■ ABOUT THIS EXERCISE ■
Without the pictures, reproduce the records that follow exactly.

■ RECORDS TO USE ■
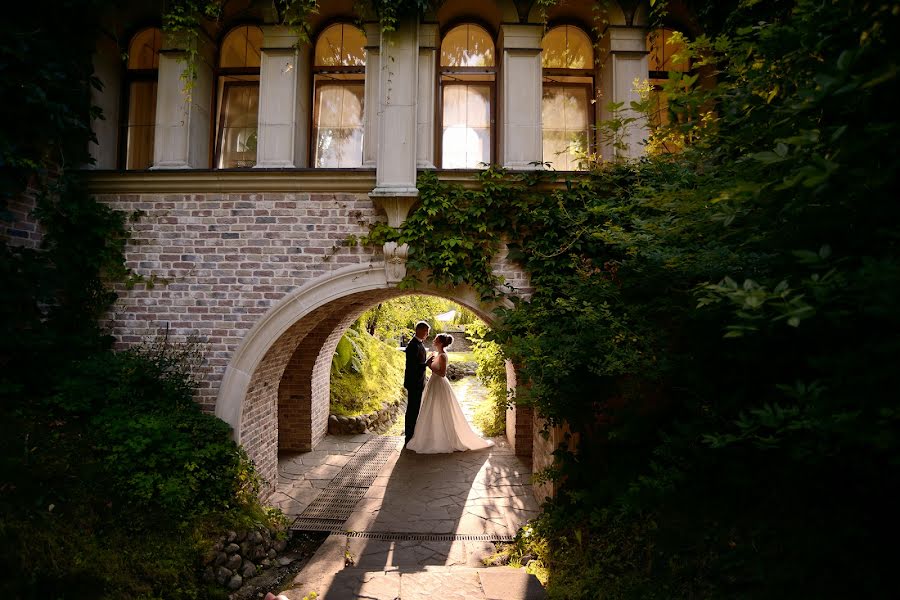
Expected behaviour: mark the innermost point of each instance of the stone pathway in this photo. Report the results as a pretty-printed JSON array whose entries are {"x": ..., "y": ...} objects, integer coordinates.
[{"x": 421, "y": 529}]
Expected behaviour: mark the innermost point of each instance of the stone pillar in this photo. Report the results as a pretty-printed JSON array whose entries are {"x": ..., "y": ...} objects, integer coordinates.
[
  {"x": 372, "y": 97},
  {"x": 425, "y": 107},
  {"x": 107, "y": 62},
  {"x": 395, "y": 176},
  {"x": 519, "y": 420},
  {"x": 396, "y": 160},
  {"x": 625, "y": 62},
  {"x": 284, "y": 101},
  {"x": 520, "y": 97}
]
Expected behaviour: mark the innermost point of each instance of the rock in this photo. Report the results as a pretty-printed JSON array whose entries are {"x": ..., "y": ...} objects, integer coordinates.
[
  {"x": 234, "y": 562},
  {"x": 232, "y": 549},
  {"x": 235, "y": 582},
  {"x": 223, "y": 575}
]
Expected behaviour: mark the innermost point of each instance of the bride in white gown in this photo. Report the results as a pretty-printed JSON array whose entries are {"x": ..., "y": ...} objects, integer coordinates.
[{"x": 442, "y": 426}]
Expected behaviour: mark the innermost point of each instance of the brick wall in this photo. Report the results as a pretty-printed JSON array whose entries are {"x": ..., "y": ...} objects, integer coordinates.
[{"x": 227, "y": 259}]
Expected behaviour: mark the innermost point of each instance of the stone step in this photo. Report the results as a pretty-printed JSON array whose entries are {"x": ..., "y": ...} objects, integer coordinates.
[{"x": 427, "y": 583}]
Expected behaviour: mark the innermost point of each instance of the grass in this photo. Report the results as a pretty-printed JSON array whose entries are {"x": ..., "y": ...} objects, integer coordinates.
[{"x": 461, "y": 356}]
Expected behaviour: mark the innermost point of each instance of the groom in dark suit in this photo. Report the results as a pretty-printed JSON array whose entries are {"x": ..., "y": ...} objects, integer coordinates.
[{"x": 414, "y": 376}]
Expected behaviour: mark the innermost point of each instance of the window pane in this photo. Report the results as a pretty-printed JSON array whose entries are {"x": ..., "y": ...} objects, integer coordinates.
[
  {"x": 337, "y": 123},
  {"x": 466, "y": 138},
  {"x": 567, "y": 47},
  {"x": 341, "y": 45},
  {"x": 241, "y": 48},
  {"x": 467, "y": 46},
  {"x": 240, "y": 110},
  {"x": 141, "y": 125},
  {"x": 143, "y": 51},
  {"x": 565, "y": 115}
]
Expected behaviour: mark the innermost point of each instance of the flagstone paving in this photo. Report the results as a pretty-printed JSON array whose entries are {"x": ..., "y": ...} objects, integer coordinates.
[{"x": 448, "y": 501}]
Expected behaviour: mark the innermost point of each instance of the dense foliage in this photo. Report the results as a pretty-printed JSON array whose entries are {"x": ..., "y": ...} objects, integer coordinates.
[
  {"x": 366, "y": 373},
  {"x": 717, "y": 327},
  {"x": 112, "y": 482}
]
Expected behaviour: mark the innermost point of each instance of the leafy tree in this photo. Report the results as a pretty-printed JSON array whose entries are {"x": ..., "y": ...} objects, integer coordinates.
[{"x": 717, "y": 326}]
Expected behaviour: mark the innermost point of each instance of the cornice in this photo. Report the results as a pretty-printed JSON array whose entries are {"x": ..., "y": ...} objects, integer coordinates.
[
  {"x": 190, "y": 181},
  {"x": 193, "y": 181}
]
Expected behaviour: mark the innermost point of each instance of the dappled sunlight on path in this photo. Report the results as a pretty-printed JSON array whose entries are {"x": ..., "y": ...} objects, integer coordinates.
[{"x": 423, "y": 527}]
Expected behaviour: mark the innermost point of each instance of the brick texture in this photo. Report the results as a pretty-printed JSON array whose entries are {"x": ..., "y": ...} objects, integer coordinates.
[{"x": 221, "y": 262}]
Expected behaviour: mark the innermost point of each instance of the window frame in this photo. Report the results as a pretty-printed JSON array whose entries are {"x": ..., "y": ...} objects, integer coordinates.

■ ANSWER BOX ■
Expected behaviour: mark the innermost point of each instance of the stone pathway in this photo. Report the results as a pretty-printed JSON array whose entries are {"x": ..., "y": ...} objects, integer coordinates.
[{"x": 421, "y": 529}]
Expected behaviour: mark the innermost point of each instance of the stone pillar in this photo. Report the results as a pretty-printed JSON array whose entries are {"x": ..., "y": ...} objects, integer coordinates.
[
  {"x": 372, "y": 97},
  {"x": 425, "y": 107},
  {"x": 107, "y": 62},
  {"x": 395, "y": 176},
  {"x": 519, "y": 420},
  {"x": 396, "y": 160},
  {"x": 625, "y": 62},
  {"x": 284, "y": 101},
  {"x": 520, "y": 97}
]
Expected behaviour: mark the innermost point of each instance of the rock in this photo. Report the results as a pretty-printed JSON array whose entries are {"x": ..., "y": ...} objects, integer coordinates.
[
  {"x": 234, "y": 562},
  {"x": 232, "y": 549},
  {"x": 235, "y": 582},
  {"x": 223, "y": 575}
]
Expected behaviour: mark the innermost point of each instance of the bride in white gown in this photo. Report the results as a pretty-printed JSON array whose entries are {"x": ..., "y": ...} objects, integer coordinates.
[{"x": 442, "y": 426}]
Expected behaviour: mark the innermost point of each instance of the brick wall in this photo. Report the results as a pretty-printed JSON array whose entries are {"x": ..., "y": ...} objects, integer coordinates.
[{"x": 227, "y": 259}]
Expected behaviour: mark the innermost point of each instance of the stone step in this photo. Report the results as a pretty-printed JSON array whose entries are {"x": ..., "y": ...} objects, integer coordinates.
[{"x": 427, "y": 583}]
Expected behaviour: mark the innermost point of each instance of the grass in this photo. Report the results as a pretty-printed JSON array whose entries are {"x": ..., "y": ...} objects, integer coordinates.
[{"x": 461, "y": 356}]
Expected behaviour: mark the innermost point of each instance of the groom in dark suit in this photo. Report the results as a pretty-printed JSON array whose entries are {"x": ..., "y": ...} objects, integer coordinates.
[{"x": 414, "y": 376}]
Expected behaviour: mark the innermost point of each instance of the window pane in this photo. Report the results as a pretty-printed JSON array whose entries are {"x": ..., "y": ...} objects, integer coordinates.
[
  {"x": 337, "y": 123},
  {"x": 466, "y": 138},
  {"x": 567, "y": 47},
  {"x": 341, "y": 45},
  {"x": 241, "y": 48},
  {"x": 467, "y": 46},
  {"x": 240, "y": 110},
  {"x": 141, "y": 125},
  {"x": 143, "y": 51},
  {"x": 565, "y": 115}
]
Expected behaviour: mark the innermost point of each instance of the flagstone paving in this photo. Report the results as a pretty-printed JSON array whose entries are {"x": ..., "y": ...} objects, integer coordinates.
[{"x": 448, "y": 501}]
Expected behaviour: mark the innermost point of each instance of the dense foliage in this photo. Report the results as a pretty-printed JSON array whose entries are {"x": ..., "y": ...} objects, integer coordinates.
[
  {"x": 366, "y": 373},
  {"x": 717, "y": 327},
  {"x": 112, "y": 482}
]
Expected behaviour: mark the innermost point of each instance of the leafy tree in this photo. Report the results as a pretty-printed JSON array whose entries are {"x": ..., "y": ...} objects, integer coordinates.
[{"x": 717, "y": 326}]
Expected behaviour: mark the innermost point of each instance of the cornice in this photo. Report the results as a pretty-printed JSON array whose entries are {"x": ..., "y": ...} objects, integer coordinates.
[
  {"x": 190, "y": 181},
  {"x": 193, "y": 181}
]
Expected behaviour: mark the innermost point of each instance of the dappled sunlight on path in this photo. Report the results as a pretty-printed JSON array whose entries are {"x": ..., "y": ...} objects, integer coordinates.
[{"x": 423, "y": 527}]
Expected behaviour: mark the innermost point of each instance of the brick texture in this photo. Report the results as a pretty-printed JSON array whose entries are {"x": ..., "y": ...} objects, integer coordinates.
[{"x": 221, "y": 262}]
Expected behaviour: mark the innermost point of each instance of the window frame in this photo. Report the results as a pretty-printed JSON array whose entries are {"x": ..., "y": ...} objects, integer coordinates.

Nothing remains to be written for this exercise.